- Requirement
Keep every line in which "below" occurs and drop the rest of the data.

- Data to examine
-- -- --
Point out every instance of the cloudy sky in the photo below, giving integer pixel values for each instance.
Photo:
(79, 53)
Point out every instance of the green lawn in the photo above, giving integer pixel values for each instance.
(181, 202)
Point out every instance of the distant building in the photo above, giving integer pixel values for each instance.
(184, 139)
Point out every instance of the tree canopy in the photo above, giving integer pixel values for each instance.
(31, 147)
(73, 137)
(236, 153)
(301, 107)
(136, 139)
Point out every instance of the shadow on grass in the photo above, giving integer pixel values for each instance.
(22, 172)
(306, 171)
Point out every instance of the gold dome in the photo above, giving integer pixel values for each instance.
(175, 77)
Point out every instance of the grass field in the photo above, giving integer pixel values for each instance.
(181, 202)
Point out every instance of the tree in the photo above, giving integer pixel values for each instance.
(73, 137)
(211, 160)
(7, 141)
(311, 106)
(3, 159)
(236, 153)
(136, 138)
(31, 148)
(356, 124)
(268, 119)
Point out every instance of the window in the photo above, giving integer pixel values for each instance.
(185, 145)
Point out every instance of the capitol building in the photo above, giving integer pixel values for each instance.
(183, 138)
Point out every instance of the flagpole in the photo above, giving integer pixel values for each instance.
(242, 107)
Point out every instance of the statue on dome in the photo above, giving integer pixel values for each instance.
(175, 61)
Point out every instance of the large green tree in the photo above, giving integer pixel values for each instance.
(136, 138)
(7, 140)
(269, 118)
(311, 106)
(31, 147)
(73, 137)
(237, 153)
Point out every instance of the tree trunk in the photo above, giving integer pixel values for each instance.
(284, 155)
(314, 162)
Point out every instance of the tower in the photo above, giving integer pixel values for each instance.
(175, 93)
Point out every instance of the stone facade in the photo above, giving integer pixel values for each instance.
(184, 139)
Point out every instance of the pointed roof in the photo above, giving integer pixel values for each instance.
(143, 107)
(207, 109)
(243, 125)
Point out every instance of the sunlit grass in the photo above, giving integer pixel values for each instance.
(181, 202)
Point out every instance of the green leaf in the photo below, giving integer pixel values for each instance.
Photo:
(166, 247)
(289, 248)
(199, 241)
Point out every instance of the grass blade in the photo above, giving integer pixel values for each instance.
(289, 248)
-- -- --
- Solution to the exercise
Point out every instance of the cloudy sky in the photo below, giving integer pixel values for each instance.
Point out every instance of the green leaf in the photo below, giving integer pixel values for each instance.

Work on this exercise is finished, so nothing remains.